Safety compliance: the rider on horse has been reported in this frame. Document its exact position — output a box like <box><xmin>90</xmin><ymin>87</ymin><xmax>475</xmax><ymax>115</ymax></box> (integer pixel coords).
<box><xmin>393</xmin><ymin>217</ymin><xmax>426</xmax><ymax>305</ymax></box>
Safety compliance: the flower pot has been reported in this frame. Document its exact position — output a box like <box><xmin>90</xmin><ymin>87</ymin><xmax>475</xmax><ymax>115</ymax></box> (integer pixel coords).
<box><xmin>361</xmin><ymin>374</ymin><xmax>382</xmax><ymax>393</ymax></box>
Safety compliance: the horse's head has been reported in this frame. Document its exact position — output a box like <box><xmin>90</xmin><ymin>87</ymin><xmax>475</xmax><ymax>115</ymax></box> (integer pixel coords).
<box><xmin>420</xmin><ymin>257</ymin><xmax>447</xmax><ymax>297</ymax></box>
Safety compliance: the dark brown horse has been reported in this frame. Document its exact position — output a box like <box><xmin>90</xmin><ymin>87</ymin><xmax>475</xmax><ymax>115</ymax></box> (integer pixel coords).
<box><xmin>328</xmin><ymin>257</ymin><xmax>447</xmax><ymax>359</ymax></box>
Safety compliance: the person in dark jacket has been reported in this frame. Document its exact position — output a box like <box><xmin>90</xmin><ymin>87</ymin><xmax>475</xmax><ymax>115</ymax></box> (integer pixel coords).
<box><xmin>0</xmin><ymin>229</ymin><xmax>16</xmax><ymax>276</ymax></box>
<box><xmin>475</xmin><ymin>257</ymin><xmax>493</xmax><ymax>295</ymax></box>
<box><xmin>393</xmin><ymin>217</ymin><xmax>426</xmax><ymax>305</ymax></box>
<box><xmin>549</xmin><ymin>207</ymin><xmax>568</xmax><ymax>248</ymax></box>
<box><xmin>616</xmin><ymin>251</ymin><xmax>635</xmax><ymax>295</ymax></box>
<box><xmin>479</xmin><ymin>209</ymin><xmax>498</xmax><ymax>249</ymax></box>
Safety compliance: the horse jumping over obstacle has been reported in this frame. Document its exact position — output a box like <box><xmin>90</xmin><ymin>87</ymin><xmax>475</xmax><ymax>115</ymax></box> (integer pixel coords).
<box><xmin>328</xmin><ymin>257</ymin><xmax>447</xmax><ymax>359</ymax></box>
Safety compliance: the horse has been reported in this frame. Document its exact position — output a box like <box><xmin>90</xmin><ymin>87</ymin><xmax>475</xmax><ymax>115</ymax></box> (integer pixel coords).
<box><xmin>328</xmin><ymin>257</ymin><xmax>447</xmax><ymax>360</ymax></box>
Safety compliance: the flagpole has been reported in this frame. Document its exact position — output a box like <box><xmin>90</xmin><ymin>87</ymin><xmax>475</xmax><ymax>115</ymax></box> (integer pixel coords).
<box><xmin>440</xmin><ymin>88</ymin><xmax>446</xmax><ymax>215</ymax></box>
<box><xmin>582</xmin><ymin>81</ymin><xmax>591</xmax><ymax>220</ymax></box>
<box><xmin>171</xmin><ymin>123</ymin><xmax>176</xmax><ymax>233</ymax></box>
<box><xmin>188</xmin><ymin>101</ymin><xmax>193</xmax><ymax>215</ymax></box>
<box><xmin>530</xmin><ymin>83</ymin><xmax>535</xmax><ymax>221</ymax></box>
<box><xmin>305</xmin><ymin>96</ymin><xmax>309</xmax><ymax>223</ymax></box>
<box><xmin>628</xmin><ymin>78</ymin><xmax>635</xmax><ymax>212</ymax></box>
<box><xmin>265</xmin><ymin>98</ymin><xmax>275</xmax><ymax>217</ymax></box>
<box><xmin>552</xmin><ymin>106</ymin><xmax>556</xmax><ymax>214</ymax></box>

* * *

Stated problem: Transcribe the data above verbatim, line by line.

Correct result:
Safety compliance: the rider on horse has been reported in this frame. Document its exact position — output a box like <box><xmin>90</xmin><ymin>87</ymin><xmax>475</xmax><ymax>115</ymax></box> (integer pixel coords).
<box><xmin>393</xmin><ymin>217</ymin><xmax>426</xmax><ymax>305</ymax></box>
Safety compliance: the flower pot has been reported in this frame. Document its exact position — output a box like <box><xmin>90</xmin><ymin>87</ymin><xmax>475</xmax><ymax>115</ymax></box> (integer pixel coords).
<box><xmin>361</xmin><ymin>374</ymin><xmax>382</xmax><ymax>393</ymax></box>
Safety compliance: the horse's head has been reported in this frame. Document its exact position — output a box like <box><xmin>90</xmin><ymin>87</ymin><xmax>475</xmax><ymax>115</ymax></box> (integer pixel coords).
<box><xmin>420</xmin><ymin>257</ymin><xmax>447</xmax><ymax>297</ymax></box>
Safety compliance: the dark brown horse has been reported in this frame. Document its exact position — output a box like <box><xmin>90</xmin><ymin>87</ymin><xmax>475</xmax><ymax>115</ymax></box> (integer pixel coords).
<box><xmin>328</xmin><ymin>257</ymin><xmax>447</xmax><ymax>359</ymax></box>
Safety compliance: the person in dark jacket has been reported in this frame. Document its exact position — output a box like <box><xmin>90</xmin><ymin>87</ymin><xmax>475</xmax><ymax>115</ymax></box> (integer pixel coords).
<box><xmin>0</xmin><ymin>229</ymin><xmax>16</xmax><ymax>276</ymax></box>
<box><xmin>475</xmin><ymin>257</ymin><xmax>493</xmax><ymax>295</ymax></box>
<box><xmin>393</xmin><ymin>217</ymin><xmax>426</xmax><ymax>305</ymax></box>
<box><xmin>549</xmin><ymin>207</ymin><xmax>568</xmax><ymax>248</ymax></box>
<box><xmin>616</xmin><ymin>251</ymin><xmax>635</xmax><ymax>295</ymax></box>
<box><xmin>479</xmin><ymin>209</ymin><xmax>498</xmax><ymax>249</ymax></box>
Safety compliance: the horse jumping over obstacle has been reported in this frame. Document its exact position — output a box like <box><xmin>90</xmin><ymin>87</ymin><xmax>475</xmax><ymax>115</ymax></box> (integer pixel coords).
<box><xmin>328</xmin><ymin>257</ymin><xmax>447</xmax><ymax>359</ymax></box>
Safety compliance: the horse has been reported in this frame. Document its exact position — output a box like <box><xmin>90</xmin><ymin>87</ymin><xmax>475</xmax><ymax>115</ymax></box> (integer pixel coords).
<box><xmin>328</xmin><ymin>257</ymin><xmax>447</xmax><ymax>360</ymax></box>
Safety compliance: the flagpole has been reported in this frame. Document its exact position — output a box like <box><xmin>90</xmin><ymin>87</ymin><xmax>475</xmax><ymax>115</ymax></box> (integer pixel coords).
<box><xmin>440</xmin><ymin>88</ymin><xmax>446</xmax><ymax>215</ymax></box>
<box><xmin>582</xmin><ymin>81</ymin><xmax>591</xmax><ymax>220</ymax></box>
<box><xmin>171</xmin><ymin>123</ymin><xmax>176</xmax><ymax>233</ymax></box>
<box><xmin>188</xmin><ymin>101</ymin><xmax>193</xmax><ymax>215</ymax></box>
<box><xmin>530</xmin><ymin>83</ymin><xmax>535</xmax><ymax>221</ymax></box>
<box><xmin>305</xmin><ymin>96</ymin><xmax>309</xmax><ymax>223</ymax></box>
<box><xmin>628</xmin><ymin>78</ymin><xmax>635</xmax><ymax>212</ymax></box>
<box><xmin>265</xmin><ymin>98</ymin><xmax>275</xmax><ymax>217</ymax></box>
<box><xmin>552</xmin><ymin>106</ymin><xmax>556</xmax><ymax>214</ymax></box>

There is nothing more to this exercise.